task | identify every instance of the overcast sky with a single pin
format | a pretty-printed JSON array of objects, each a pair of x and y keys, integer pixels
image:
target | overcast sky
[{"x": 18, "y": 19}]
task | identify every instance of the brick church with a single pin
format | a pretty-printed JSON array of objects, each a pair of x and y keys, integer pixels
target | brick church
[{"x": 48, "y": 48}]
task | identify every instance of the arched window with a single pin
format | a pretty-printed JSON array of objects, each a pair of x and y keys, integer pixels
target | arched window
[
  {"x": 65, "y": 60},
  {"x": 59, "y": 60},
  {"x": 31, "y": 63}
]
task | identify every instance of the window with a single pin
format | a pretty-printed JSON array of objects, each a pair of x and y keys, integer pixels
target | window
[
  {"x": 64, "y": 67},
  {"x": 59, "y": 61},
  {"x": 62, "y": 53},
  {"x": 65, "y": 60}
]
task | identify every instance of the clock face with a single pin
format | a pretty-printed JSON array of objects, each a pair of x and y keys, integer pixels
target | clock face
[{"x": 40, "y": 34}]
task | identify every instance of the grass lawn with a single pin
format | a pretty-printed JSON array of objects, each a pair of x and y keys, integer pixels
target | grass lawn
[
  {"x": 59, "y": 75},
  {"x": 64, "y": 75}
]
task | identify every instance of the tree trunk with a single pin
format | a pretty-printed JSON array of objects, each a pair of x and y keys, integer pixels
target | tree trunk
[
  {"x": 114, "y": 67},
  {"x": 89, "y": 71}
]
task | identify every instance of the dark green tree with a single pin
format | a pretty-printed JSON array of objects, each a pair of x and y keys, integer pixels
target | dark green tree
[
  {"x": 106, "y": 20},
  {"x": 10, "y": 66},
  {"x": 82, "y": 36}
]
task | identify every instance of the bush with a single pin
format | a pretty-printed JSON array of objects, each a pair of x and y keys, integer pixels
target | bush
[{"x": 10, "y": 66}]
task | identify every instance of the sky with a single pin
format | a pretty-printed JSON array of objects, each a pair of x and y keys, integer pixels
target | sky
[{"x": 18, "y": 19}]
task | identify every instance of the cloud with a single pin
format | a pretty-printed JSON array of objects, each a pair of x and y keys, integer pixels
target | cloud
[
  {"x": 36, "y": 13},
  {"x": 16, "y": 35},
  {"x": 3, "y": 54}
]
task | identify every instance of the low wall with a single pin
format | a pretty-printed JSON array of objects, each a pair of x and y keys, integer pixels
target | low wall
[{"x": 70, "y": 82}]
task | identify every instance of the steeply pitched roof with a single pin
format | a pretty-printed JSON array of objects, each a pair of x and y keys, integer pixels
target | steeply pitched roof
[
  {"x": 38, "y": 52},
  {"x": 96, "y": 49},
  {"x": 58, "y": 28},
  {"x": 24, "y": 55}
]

...

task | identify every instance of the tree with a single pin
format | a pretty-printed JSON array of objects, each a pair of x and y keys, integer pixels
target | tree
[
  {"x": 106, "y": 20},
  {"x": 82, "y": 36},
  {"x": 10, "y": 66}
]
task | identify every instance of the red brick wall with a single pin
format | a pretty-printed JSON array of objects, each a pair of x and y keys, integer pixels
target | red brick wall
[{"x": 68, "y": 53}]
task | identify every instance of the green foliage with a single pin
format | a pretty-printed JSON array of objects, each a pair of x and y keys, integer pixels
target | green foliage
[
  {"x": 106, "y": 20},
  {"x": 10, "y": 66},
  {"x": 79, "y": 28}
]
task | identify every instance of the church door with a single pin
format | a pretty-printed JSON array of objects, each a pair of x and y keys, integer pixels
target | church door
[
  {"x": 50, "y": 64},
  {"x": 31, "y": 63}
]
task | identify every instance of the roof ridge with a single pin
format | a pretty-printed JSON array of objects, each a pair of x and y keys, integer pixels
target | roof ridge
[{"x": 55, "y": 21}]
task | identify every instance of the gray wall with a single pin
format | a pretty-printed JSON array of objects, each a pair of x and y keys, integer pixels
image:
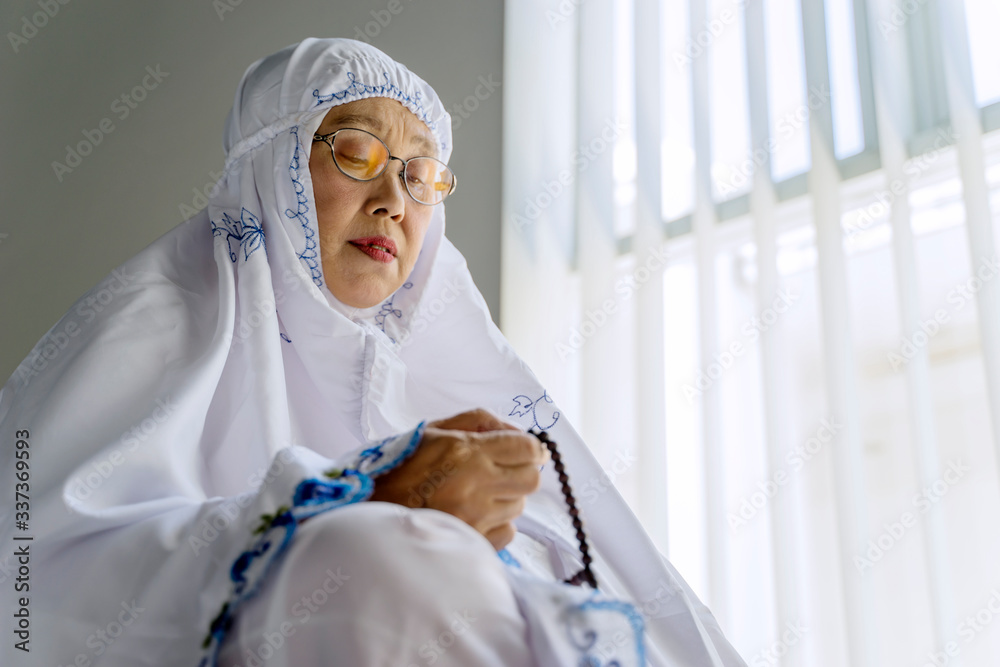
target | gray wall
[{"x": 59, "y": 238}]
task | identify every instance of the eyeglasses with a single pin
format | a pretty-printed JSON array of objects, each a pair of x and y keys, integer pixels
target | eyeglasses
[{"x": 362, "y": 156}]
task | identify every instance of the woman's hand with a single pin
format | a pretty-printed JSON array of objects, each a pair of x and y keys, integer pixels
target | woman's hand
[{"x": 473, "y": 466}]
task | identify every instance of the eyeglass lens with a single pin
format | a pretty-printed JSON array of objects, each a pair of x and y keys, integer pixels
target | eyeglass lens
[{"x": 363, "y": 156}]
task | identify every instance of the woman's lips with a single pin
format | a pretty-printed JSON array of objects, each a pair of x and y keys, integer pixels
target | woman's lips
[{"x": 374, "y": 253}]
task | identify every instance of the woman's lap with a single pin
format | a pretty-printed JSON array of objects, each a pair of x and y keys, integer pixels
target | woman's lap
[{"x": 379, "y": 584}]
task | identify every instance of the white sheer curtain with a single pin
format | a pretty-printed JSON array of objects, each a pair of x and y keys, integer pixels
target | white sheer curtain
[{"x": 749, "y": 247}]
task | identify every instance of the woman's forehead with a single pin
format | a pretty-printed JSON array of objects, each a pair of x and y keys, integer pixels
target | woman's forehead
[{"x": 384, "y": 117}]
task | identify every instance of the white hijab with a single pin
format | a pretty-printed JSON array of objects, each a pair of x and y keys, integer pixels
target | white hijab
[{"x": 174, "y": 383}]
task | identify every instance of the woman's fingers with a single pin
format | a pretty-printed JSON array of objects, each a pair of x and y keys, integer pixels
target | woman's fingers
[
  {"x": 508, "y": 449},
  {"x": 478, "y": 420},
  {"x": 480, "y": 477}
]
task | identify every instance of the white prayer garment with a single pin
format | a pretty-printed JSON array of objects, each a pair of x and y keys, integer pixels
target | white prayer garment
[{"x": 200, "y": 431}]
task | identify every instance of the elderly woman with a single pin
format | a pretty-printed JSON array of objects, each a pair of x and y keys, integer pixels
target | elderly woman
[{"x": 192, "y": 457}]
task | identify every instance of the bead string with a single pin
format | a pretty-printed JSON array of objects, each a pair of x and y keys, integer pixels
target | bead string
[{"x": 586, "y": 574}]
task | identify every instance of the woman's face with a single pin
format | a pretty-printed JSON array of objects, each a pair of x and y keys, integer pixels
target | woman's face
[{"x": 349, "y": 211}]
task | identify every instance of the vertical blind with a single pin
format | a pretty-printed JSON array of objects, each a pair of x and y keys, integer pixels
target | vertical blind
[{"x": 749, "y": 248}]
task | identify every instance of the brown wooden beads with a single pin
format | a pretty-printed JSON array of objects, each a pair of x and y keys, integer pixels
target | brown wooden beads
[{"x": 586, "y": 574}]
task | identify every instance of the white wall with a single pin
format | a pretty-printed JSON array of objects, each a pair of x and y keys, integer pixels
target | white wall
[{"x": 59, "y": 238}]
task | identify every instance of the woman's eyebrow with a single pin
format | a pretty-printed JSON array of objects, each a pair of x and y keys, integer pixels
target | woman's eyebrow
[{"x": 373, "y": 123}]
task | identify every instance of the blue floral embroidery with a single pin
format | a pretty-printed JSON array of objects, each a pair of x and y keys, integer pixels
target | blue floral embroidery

## TASK DETAILS
Would you retype the lines above from the one with "task | identify every instance of the dark" down to the one with "task | identify every instance of the sky", word for word, both ends included and no other lines?

## EXERCISE SOLUTION
task | identify every instance of the dark green tree with a single pin
format | a pretty-printed JSON array of objects, each a pair of x and y keys, integer pixels
target | dark green tree
[
  {"x": 106, "y": 20},
  {"x": 10, "y": 66},
  {"x": 82, "y": 36}
]
task | identify every instance of the bush with a single pin
format | a pretty-printed JSON array of objects, each a pair of x and y keys, integer pixels
target | bush
[{"x": 10, "y": 66}]
task | identify every instance of the sky with a single pin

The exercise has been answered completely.